▸ **EXERCISE TASK**
Please recast every line of the listing below as a Markdown table with the columns "Row" and "Line", numbering the rows in order and leaving out blank lines.

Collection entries

________________

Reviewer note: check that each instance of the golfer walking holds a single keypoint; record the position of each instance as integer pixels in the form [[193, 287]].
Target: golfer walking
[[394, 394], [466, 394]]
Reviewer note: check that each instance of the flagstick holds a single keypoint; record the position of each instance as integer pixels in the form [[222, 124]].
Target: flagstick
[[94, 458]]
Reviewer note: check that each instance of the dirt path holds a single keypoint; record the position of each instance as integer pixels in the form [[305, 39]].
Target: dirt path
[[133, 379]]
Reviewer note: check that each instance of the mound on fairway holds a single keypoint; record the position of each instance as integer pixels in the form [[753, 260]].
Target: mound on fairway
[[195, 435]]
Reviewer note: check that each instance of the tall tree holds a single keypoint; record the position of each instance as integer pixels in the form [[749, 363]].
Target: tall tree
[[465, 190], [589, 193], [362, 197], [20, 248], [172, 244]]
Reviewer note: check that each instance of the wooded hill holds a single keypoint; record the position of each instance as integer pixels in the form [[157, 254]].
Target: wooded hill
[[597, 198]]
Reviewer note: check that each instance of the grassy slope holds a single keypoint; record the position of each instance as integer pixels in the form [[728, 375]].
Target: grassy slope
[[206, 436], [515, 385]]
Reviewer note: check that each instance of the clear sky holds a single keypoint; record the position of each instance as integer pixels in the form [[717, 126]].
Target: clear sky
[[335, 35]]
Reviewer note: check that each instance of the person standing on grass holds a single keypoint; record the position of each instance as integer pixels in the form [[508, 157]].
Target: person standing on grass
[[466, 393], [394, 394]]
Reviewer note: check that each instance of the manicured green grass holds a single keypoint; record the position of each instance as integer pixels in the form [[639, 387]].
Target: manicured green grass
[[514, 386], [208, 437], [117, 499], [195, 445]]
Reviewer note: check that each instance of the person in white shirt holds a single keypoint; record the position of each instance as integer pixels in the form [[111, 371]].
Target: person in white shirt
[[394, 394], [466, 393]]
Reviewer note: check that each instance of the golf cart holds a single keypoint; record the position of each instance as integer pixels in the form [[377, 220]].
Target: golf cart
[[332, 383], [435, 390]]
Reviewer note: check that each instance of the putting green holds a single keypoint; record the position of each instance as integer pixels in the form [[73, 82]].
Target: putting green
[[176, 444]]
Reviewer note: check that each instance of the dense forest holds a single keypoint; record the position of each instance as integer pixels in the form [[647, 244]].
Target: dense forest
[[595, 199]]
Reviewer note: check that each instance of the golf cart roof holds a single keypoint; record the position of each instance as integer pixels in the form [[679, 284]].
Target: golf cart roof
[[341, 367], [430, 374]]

________________

▸ **PROBLEM SOLUTION**
| Row | Line |
|---|---|
| 1 | Reviewer note: check that each instance of the golfer walking holds a single keypoint; record the position of each instance as integer pixels in the form [[193, 287]]. |
| 2 | Target: golfer walking |
| 3 | [[394, 394], [466, 394]] |
| 4 | Reviewer note: check that each instance of the flagstick holds a single keypoint; record the position of each instance as integer pixels in the form [[222, 124]]. |
| 5 | Target: flagstick |
| 6 | [[94, 458]] |
| 7 | Reviewer note: check that each instance of the dirt path holds a single keypoint; record the position of each instance as integer pixels in the form [[305, 39]]. |
| 8 | Target: dirt path |
| 9 | [[133, 379]] |
| 10 | Reviewer note: check that each instance of the mound on fairway holds a single keypoint; record the position of each instance as integer pixels in the form [[753, 260]]. |
| 11 | Target: mound on fairway |
| 12 | [[195, 435]] |
| 13 | Reviewer note: check that each instance of the tall tree holds a single keypoint; record the position of each instance as integer pixels in the form [[749, 363]]. |
| 14 | Target: tall tree |
| 15 | [[465, 190], [589, 193], [362, 197], [20, 248], [172, 244]] |
| 16 | Reviewer note: check that each instance of the wooded hill holds a single keypoint; record the position of each instance as integer pixels in the form [[157, 254]]. |
| 17 | Target: wooded hill |
| 18 | [[597, 198]] |
| 19 | Reviewer note: check that each instance of the grassy slope holds a single keypoint; record the position of each instance as integer pixels in the form [[728, 375]]. |
| 20 | Target: grassy slope |
| 21 | [[206, 436], [515, 385]] |
| 22 | Reviewer note: check that each instance of the clear sky holds a single keypoint; record the position of each instance as integer pixels in the form [[717, 126]]. |
| 23 | Target: clear sky |
| 24 | [[335, 35]] |
| 25 | Reviewer note: check that each instance of the person standing on grass holds a single keypoint; record the position of each instance as integer pixels in the form [[508, 157]]. |
| 26 | Target: person standing on grass |
| 27 | [[466, 393], [394, 394]] |
| 28 | Reviewer note: check that each instance of the manicured green grass holds a single keypoint; record the position of each instance as integer pixels in the form [[639, 387]]. |
| 29 | Target: manicured green grass |
| 30 | [[514, 386], [208, 437], [117, 499], [195, 445]] |
| 31 | Reviewer note: check that each instance of the person in white shirt holds a single keypoint; record the position of each instance as integer pixels in the form [[111, 371]]. |
| 32 | Target: person in white shirt |
| 33 | [[394, 394], [466, 393]] |
| 34 | Reviewer note: check that each instance of the golf cart holds a single keypoint; record the position of each instance as integer pixels in the form [[377, 220]]. |
| 35 | Target: golf cart |
| 36 | [[332, 383], [435, 390]] |
| 37 | Reviewer note: check that each instance of the putting green holds a single keypoint; record the position of each instance as integer pixels in the form [[73, 82]]. |
| 38 | Target: putting green |
| 39 | [[176, 444]] |
| 40 | Reviewer note: check that each instance of the dense forest holds a single keypoint; record the position of each instance as integer pixels in the form [[647, 244]]. |
| 41 | Target: dense forest |
| 42 | [[595, 199]] |
| 43 | Reviewer note: check that each instance of the golf cart roof holds a single keypoint; record the position of each instance as integer pixels in the form [[679, 284]]. |
| 44 | Target: golf cart roof |
| 45 | [[341, 367], [430, 374]] |